How to Build a Sustainable Growth Team
For 15+ years, I’ve been in the business of building and scaling startups. From nimble ventures to those that have since become some of Silicon Valley’s most notable unicorns, I’ve had a front-row seat to some of the biggest challenges these startups and enterprise companies face at every stage of the journey — and that multilayered experience has revealed the singular internal campaign that can make or break your business: growth.
From what I’ve seen, most founders and senior execs will confidently say that they are actively targeting growth goals and have key people in place to help deliver against those benchmarks. For them, growth becomes a mindset that sets in soon after the initial investment or incorporation. They routinely eye year-end projections, analyze market trends, and vocalize their future vision to anyone within earshot. What’s less clear though is the kind of growth they are aiming for — and whose job it is to make that growth happen.

## Dataset rows

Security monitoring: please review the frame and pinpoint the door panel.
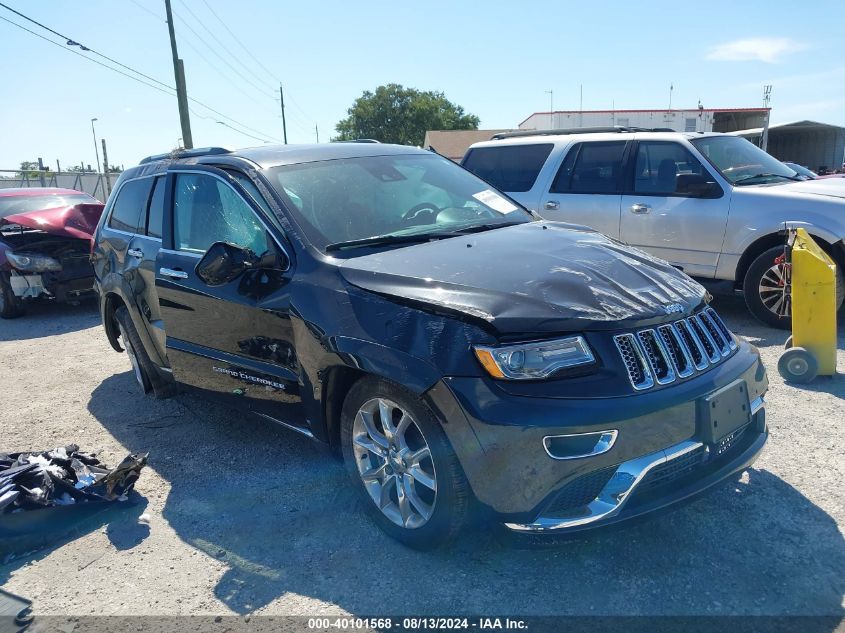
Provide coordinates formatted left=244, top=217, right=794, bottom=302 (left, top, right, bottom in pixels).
left=156, top=168, right=304, bottom=427
left=620, top=141, right=730, bottom=277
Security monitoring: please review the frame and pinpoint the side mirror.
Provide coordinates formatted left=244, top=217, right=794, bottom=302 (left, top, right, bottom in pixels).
left=196, top=242, right=261, bottom=286
left=675, top=174, right=723, bottom=198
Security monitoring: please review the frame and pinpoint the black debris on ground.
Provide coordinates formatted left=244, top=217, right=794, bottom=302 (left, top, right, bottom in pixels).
left=0, top=444, right=147, bottom=557
left=0, top=444, right=147, bottom=516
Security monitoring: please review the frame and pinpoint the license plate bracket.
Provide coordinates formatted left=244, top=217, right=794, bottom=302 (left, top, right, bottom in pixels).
left=698, top=378, right=751, bottom=444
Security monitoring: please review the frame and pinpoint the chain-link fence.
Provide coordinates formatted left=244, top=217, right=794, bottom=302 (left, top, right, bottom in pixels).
left=0, top=169, right=113, bottom=202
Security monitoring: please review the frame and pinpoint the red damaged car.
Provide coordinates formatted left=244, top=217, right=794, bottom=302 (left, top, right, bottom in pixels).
left=0, top=187, right=104, bottom=319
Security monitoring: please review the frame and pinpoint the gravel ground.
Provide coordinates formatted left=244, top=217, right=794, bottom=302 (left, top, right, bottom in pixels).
left=0, top=298, right=845, bottom=615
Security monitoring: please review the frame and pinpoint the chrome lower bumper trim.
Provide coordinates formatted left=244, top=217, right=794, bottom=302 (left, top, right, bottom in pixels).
left=505, top=396, right=766, bottom=533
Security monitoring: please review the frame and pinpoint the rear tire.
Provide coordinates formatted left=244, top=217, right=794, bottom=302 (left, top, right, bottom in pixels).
left=114, top=306, right=176, bottom=399
left=778, top=347, right=819, bottom=385
left=0, top=273, right=26, bottom=319
left=340, top=376, right=471, bottom=550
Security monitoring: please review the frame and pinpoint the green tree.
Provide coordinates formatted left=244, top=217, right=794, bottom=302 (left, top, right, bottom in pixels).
left=333, top=84, right=479, bottom=145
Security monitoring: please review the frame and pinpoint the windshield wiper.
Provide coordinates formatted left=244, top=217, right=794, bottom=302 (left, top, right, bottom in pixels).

## Exercise description
Continue the text on building a sustainable growth team, starting after its last sentence. The lines above are separate material and have no connection to the text on growth teams.

## Exercise answer
This is where a clearly outlined strategic growth plan and dedicated growth team can make all the difference. For most, however, knowing where, when, and how to start building said growth plans and teams can feel like an almost impossible riddle to solve. I’m here to help demystify the first steps toward doubling down on growth and scaling your business to its best next stage.
#1: Clarify Your Growth Goals
The first step towards scalable growth is outlining the KPIs, people, and business units that will be driving and measuring your growth goals. For some businesses, the most valuable growth metric is user acquisition or daily active users. For others, it is found in increasing annual recurring revenue or quarterly earnings.
For you, growth could be defined in terms of pushing a new product through the pipeline, territorial expansion, or developing strategic partnerships. Whichever growth metric is the most valuable and pressing for your business, be sure to structure your plan around that core focal point, taking into consideration that growth is often achieved more quickly and sustainably when it is cross-functionally informed by your larger team and driven home by select stakeholders who take ownership of the outcomes.
Remember, every discipline within a business (from engineering and public relations to product development, finance, marketing, etc.) ultimately impacts its ability to scale, and as such, should not be left out of the strategic growth equation.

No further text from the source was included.